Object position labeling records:

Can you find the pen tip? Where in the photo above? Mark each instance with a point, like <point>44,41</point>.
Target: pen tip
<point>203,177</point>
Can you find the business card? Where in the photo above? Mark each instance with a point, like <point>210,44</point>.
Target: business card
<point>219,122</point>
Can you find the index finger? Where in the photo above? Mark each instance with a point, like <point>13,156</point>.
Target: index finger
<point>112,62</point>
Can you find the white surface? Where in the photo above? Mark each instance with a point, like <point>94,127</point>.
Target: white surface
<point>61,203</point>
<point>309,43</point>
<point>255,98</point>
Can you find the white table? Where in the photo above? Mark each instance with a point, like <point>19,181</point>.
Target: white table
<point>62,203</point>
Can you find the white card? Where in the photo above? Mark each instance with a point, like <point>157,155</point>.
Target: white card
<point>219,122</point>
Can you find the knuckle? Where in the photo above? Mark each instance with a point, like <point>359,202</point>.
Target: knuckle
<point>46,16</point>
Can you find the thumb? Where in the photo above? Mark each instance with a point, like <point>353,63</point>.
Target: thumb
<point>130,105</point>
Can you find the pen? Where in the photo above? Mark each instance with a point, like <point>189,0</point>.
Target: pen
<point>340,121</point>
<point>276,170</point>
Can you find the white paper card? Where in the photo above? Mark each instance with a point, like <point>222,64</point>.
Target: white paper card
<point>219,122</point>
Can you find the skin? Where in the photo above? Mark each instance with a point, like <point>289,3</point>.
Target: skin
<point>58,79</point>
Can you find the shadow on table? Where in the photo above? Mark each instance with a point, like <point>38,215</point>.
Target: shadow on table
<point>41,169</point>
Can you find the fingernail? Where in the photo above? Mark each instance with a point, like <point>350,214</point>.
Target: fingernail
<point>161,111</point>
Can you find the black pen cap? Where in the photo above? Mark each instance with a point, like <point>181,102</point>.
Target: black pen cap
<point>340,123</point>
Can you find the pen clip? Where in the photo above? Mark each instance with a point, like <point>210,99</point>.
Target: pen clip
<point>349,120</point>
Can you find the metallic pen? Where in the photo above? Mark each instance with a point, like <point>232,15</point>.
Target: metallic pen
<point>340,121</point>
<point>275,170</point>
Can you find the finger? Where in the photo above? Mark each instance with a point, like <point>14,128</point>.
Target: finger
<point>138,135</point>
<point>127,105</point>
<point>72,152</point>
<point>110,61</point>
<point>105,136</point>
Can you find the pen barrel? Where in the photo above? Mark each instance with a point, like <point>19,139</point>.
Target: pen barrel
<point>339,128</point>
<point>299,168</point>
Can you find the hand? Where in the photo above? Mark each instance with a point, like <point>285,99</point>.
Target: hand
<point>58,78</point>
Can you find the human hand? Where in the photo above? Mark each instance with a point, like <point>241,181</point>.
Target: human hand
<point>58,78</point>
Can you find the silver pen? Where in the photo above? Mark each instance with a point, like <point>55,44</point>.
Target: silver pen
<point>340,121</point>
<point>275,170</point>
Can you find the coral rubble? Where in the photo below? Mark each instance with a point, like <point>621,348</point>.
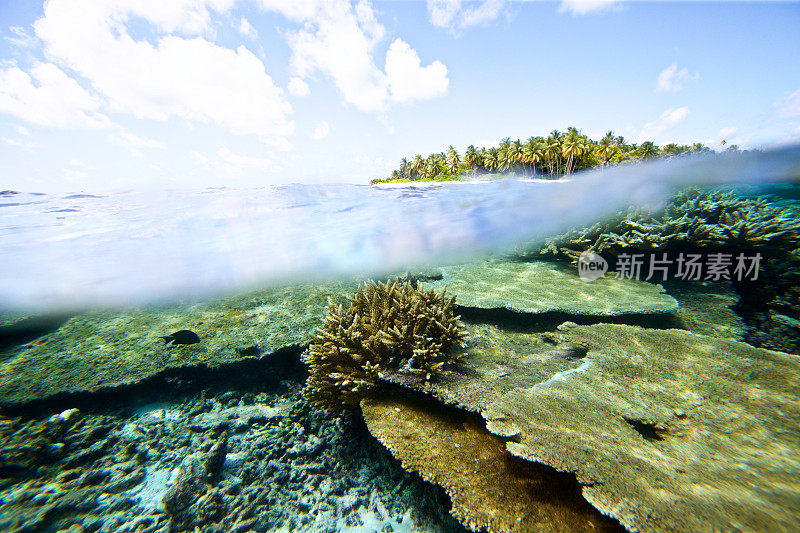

**Written exercise**. Reproduce all of the records above word for word, leaving out the pictures.

**Reply**.
Can you find the pen tip? Where in the photo above? Mark each instance with a point, like <point>44,41</point>.
Target: pen tip
<point>203,177</point>
Can you find the business card? Where in the photo above? Mark each instance with a point, like <point>210,44</point>.
Target: business card
<point>219,122</point>
Can you find the index finger? Where in the photo above? Mark each instance with a point, like <point>13,156</point>.
Target: index finger
<point>112,62</point>
Can you find the white surface? Where in the photo above? Mark each instance with a point, like <point>94,127</point>.
Target: white surface
<point>61,203</point>
<point>309,43</point>
<point>255,98</point>
Can you find the white table? Where in the photo above? Mark each instance with a point, like <point>19,181</point>.
Target: white table
<point>62,203</point>
Can you find the white card? Where in the photo above? Mark each instance with a point, like <point>157,155</point>.
Target: white card
<point>219,122</point>
Can you find the knuckle? Where in the photo above? Mark each instance with a point, like <point>359,202</point>.
Target: knuckle
<point>46,16</point>
Can you find the thumb? Where in the photo above? Mark each instance with a point, like <point>353,63</point>.
Target: thumb
<point>130,105</point>
Can you find the pen? Where in the photo above? Mark each instance with a point, like <point>189,0</point>.
Target: pen
<point>340,121</point>
<point>276,170</point>
Can you find the white paper card? Where in the photo above? Mark each instance with a point, like <point>222,64</point>.
Target: white paper card
<point>219,122</point>
Can you find the skin? Where in the photo above? Mark each instance with a point, like <point>289,3</point>.
Target: skin
<point>58,79</point>
Can you find the shadow on table? Where in the photo above? Mark each instance with a point, like <point>38,215</point>.
Target: shadow on table
<point>41,169</point>
Can you find the fingernail? Where in the photo above? Mark each instance with a point, like <point>350,214</point>.
Target: fingernail
<point>161,111</point>
Can you find the black pen cap? Where in the photo above? Mark each instance with a point, like <point>181,102</point>.
Target: black pen cap
<point>340,123</point>
Can you find the pen clip? Where in the photo above? Mark each instance with a point, like <point>210,99</point>.
Target: pen clip
<point>349,120</point>
Can you find the metallic pen? Where in the photo above? Mark each instance with a point, like <point>232,15</point>.
Target: metallic pen
<point>340,121</point>
<point>275,170</point>
Can you find the finger? Where in the photo above? Mark each instance with a point, like <point>14,128</point>.
Target: finger
<point>138,135</point>
<point>127,105</point>
<point>72,152</point>
<point>110,61</point>
<point>105,136</point>
Can you find the pen barrel? Where in the photo above? Mark each instance with a point, like <point>19,139</point>.
Target: pen barrel
<point>339,128</point>
<point>299,168</point>
Can you find the hand? Where in the photo above? Mark each instance with a point, like <point>285,99</point>.
Target: hand
<point>58,78</point>
Can you find the human hand? Where in the photo above? Mark each instance with a point, like <point>241,181</point>.
Target: human hand
<point>58,78</point>
Can you find the silver pen? Where in the photo above? Mark each instance with a point, like <point>55,44</point>.
Target: silver pen
<point>340,121</point>
<point>275,170</point>
Can you find the coral rubble? Where in the photo below? Mark each instance with a point, like <point>621,348</point>.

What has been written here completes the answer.